# Start of DATA TO PROCESS

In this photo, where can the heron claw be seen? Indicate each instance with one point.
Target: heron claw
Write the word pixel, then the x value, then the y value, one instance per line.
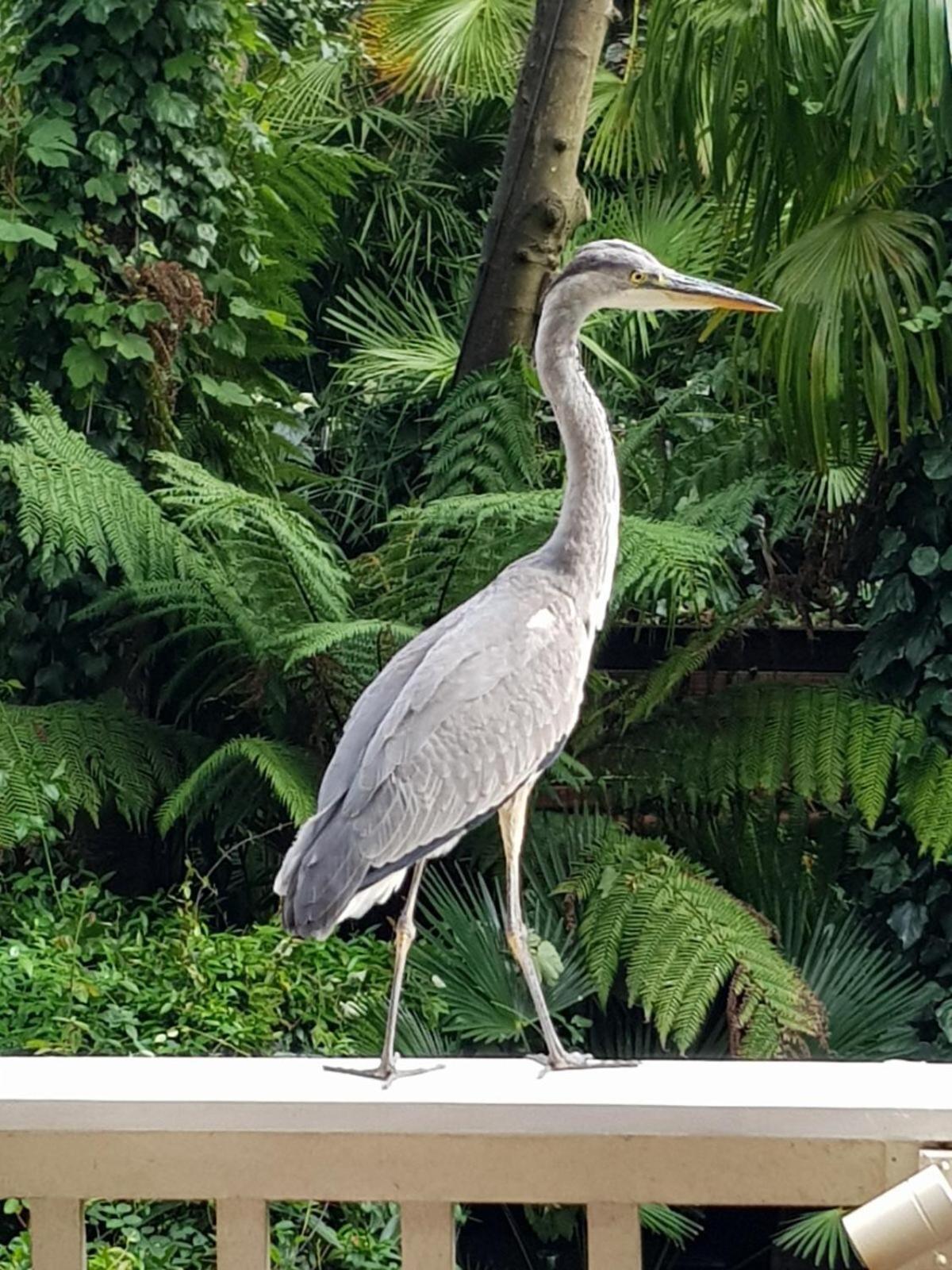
pixel 385 1072
pixel 574 1060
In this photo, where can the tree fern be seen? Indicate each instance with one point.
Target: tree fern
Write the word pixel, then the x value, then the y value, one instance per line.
pixel 289 772
pixel 486 438
pixel 83 756
pixel 666 567
pixel 441 552
pixel 824 743
pixel 76 505
pixel 681 939
pixel 685 660
pixel 274 556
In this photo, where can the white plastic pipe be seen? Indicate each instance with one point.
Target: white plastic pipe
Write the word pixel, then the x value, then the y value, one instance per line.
pixel 904 1222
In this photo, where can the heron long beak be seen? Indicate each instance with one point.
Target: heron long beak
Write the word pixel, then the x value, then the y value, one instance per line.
pixel 696 294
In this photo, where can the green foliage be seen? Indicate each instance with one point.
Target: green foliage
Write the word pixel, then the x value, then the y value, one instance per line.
pixel 873 1001
pixel 843 286
pixel 904 654
pixel 83 756
pixel 290 774
pixel 84 972
pixel 682 940
pixel 399 343
pixel 480 994
pixel 818 1237
pixel 818 742
pixel 424 48
pixel 486 438
pixel 75 505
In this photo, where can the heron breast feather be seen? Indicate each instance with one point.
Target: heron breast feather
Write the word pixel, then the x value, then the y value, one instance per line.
pixel 543 620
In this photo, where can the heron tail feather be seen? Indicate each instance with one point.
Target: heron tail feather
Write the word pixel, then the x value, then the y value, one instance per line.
pixel 319 876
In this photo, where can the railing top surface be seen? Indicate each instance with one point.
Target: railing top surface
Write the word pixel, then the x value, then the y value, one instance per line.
pixel 892 1102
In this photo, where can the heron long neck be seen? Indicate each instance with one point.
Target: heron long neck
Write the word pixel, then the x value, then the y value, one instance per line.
pixel 585 540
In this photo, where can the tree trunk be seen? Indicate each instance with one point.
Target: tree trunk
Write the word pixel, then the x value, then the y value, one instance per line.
pixel 539 201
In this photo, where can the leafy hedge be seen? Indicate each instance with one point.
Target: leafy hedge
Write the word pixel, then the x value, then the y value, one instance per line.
pixel 86 972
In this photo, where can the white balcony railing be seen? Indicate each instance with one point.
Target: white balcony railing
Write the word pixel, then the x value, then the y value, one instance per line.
pixel 244 1132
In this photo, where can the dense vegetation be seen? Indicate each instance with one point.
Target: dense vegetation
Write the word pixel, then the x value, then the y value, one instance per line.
pixel 238 470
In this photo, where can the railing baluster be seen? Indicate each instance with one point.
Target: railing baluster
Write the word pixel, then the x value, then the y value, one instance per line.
pixel 615 1237
pixel 428 1236
pixel 57 1232
pixel 241 1235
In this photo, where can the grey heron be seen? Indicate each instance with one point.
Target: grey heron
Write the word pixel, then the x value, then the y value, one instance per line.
pixel 465 718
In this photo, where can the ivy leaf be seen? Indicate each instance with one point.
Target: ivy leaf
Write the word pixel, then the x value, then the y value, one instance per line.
pixel 107 187
pixel 18 232
pixel 228 337
pixel 84 365
pixel 169 107
pixel 182 67
pixel 129 346
pixel 50 143
pixel 937 464
pixel 162 205
pixel 50 55
pixel 224 391
pixel 908 920
pixel 243 308
pixel 924 562
pixel 106 146
pixel 101 10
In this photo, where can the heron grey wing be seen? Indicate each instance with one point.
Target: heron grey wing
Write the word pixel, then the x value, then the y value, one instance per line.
pixel 372 706
pixel 455 766
pixel 501 629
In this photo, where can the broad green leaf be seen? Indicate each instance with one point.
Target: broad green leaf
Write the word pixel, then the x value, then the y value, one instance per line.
pixel 84 365
pixel 106 146
pixel 17 232
pixel 51 143
pixel 224 391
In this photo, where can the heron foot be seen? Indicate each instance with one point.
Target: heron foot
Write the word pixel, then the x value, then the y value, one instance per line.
pixel 574 1060
pixel 386 1071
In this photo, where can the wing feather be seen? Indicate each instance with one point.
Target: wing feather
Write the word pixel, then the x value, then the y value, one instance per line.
pixel 480 711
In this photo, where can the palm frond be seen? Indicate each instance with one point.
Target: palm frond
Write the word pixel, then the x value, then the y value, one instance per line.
pixel 682 939
pixel 463 950
pixel 466 48
pixel 843 286
pixel 399 344
pixel 819 1237
pixel 895 84
pixel 290 774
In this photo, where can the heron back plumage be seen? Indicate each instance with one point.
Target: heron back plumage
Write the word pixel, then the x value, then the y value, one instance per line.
pixel 461 718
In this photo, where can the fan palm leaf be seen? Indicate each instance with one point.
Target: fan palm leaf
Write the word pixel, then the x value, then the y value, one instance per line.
pixel 844 286
pixel 465 48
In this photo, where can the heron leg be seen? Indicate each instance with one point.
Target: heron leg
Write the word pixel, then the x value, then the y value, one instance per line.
pixel 403 941
pixel 512 823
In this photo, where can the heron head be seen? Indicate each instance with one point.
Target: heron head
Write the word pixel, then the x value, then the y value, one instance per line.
pixel 612 273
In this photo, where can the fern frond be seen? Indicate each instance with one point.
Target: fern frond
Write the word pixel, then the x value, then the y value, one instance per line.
pixel 486 438
pixel 666 567
pixel 689 658
pixel 681 937
pixel 289 772
pixel 823 742
pixel 83 756
pixel 274 556
pixel 76 505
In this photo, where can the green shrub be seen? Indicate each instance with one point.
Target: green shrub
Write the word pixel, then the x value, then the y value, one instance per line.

# End of DATA TO PROCESS

Pictures in the records must not appear in the copy; transcribe everything else precisely.

### REPLY TO THE TASK
In this photo, where can the heron claw be seen? Indicate each instance with one point.
Target: heron claw
Write the word pixel, then the x value, then the y value, one instance per line.
pixel 385 1072
pixel 574 1060
In this photo, where can the tree fern be seen? Indicate each instance with one point.
Target: tree fern
Write the word pixel, then the x value, then the y value, one instance per line.
pixel 289 772
pixel 486 438
pixel 83 756
pixel 666 567
pixel 441 552
pixel 824 743
pixel 76 505
pixel 681 939
pixel 685 660
pixel 274 556
In this photo, where can the white plastic pipe be seen? Indicate each instance with one point.
Target: white plastic pipe
Write the word pixel, then the x value, then the y value, one instance per line.
pixel 904 1222
In this photo, where can the heron long beak be seen? Indicate each instance with one point.
Target: heron long beak
Write the word pixel, then the x value, then the y value, one instance per line.
pixel 696 294
In this photo, where can the green foliage be seen? Indicate each instance with one point.
Target: green foliage
Write the word pixel, then the x value, then the y value, one instance per line.
pixel 873 1001
pixel 843 286
pixel 904 654
pixel 83 756
pixel 290 774
pixel 84 972
pixel 682 940
pixel 399 343
pixel 480 994
pixel 818 1237
pixel 818 742
pixel 424 48
pixel 486 438
pixel 75 505
In this photo, where can the heron breast feather be seen? Indicate each instance with one point.
Target: heron breast feather
Write the word pixel, then the x value, then the y value, one instance per line.
pixel 543 620
In this photo, where can the heron tail feather be seen? Indicate each instance with one point.
Target: heron tail feather
Write the word pixel, then the x value, then the y value, one instance per line.
pixel 319 876
In this photo, where can the railing top surface be seen? Indicate each instance with one point.
Target: railing top surface
Write the word pixel, then the x value, then the y value, one instance per line.
pixel 892 1102
In this photo, where can the heron long neck be seen? Indicate each instance with one point.
Target: heron long neck
Write the word pixel, then the x value, then the y value, one instance per line.
pixel 585 540
In this photo, where can the tree trunk be seen? Indicate each instance with one point.
Target: tree trunk
Write the word pixel, then the x value, then the y value, one instance per line.
pixel 539 201
In this photo, where can the leafy hedge be seen? Indicate each instance with one point.
Target: leafy hedge
Write the word pixel, then the x value, then the y value, one instance per line.
pixel 86 972
In this photo, where can the white balcony railing be seen? Indicate each instance with one point.
Target: white balcony railing
Write the word pixel, then the x value, then the y value, one instance per line.
pixel 244 1132
In this photo, where can the dense vegetation be seen? Indicate each instance with one point.
Target: dense vegetation
Write the word pixel, then the x value, then the y value, one instance per line.
pixel 238 470
In this photo, where can the railing baluster be seen? Indicate each instance with one point.
Target: railing baluster
Write the word pixel, then the x value, then the y value, one instance per line.
pixel 615 1237
pixel 428 1236
pixel 57 1232
pixel 241 1235
In this photo, where can the grey heron be seen? Indicate each instance with one point.
Target: grey heron
Write the word pixel, then the x value, then the y value, one instance per line.
pixel 465 718
In this photo, where can the ivy leaf be seen? Indicate each instance with one point.
Target: ivy leaf
Write the word pixel, then the x value, then the y value, one instance per line.
pixel 107 187
pixel 18 232
pixel 228 337
pixel 84 365
pixel 169 107
pixel 182 67
pixel 129 346
pixel 50 143
pixel 937 464
pixel 162 205
pixel 50 55
pixel 224 391
pixel 908 920
pixel 243 308
pixel 924 562
pixel 106 146
pixel 101 10
In this photo, where can the heron grey wing be seen? Indicate each instance with one point.
Target: heron grey wing
Write the word pixel, then the x value, then the y value, one instance per line.
pixel 372 706
pixel 455 766
pixel 501 629
In this photo, where can the broad green leaf be seen? Indicate each instance with one point.
Target: broad green leaf
Write the word pixel, then the x value, then the y value, one instance per line.
pixel 84 365
pixel 106 146
pixel 17 232
pixel 51 143
pixel 224 391
In this photo, where can the heron foot be seen? Indicate each instance with one point.
Target: heron foot
Write the word pixel, then the x value, then the y value, one instance per line.
pixel 574 1060
pixel 386 1071
In this photo, where can the wing feather be seen? Indicate each instance with one point.
Target: wing feather
Write the word pixel, then the x value, then the y value, one instance per line.
pixel 480 711
In this photo, where can the palm frond be seen? Indicate each instance with one point.
Target: palm frond
Write the word pixel, then the x value, then the y value, one instance per line.
pixel 682 939
pixel 463 950
pixel 466 48
pixel 843 286
pixel 399 344
pixel 819 1237
pixel 895 84
pixel 290 774
In this photo, where can the heron back plumage be seen? Indicate each instance with one point.
Target: heron back plumage
Write the word pixel, then the x value, then the y value, one instance per line.
pixel 461 718
In this photo, where can the fan palm leaf be seen? Indicate each instance with one point.
Target: fan palm leaf
Write the word pixel, then the x value, then the y value, one instance per line.
pixel 844 286
pixel 465 48
In this photo, where can the heron leg be seen? Indicate each instance with one point.
Target: heron leg
Write the word pixel, then the x value, then the y value, one instance per line.
pixel 403 941
pixel 512 823
In this photo, where can the heron head be seen? Indicate each instance with one point.
Target: heron head
Write the word pixel, then the x value, then the y value, one instance per line.
pixel 612 273
In this photo, where can the fern frond be seen? Indicate each instance with one point.
Target: fern frond
Write the word pixel, then the x value, then the y value, one instance per line.
pixel 486 438
pixel 666 567
pixel 689 658
pixel 681 937
pixel 289 772
pixel 823 742
pixel 83 756
pixel 274 556
pixel 76 505
In this photo, where can the green shrub be seen? Indicate each instance with one point.
Target: green shrub
Write the word pixel, then the x value, then the y value, one instance per line.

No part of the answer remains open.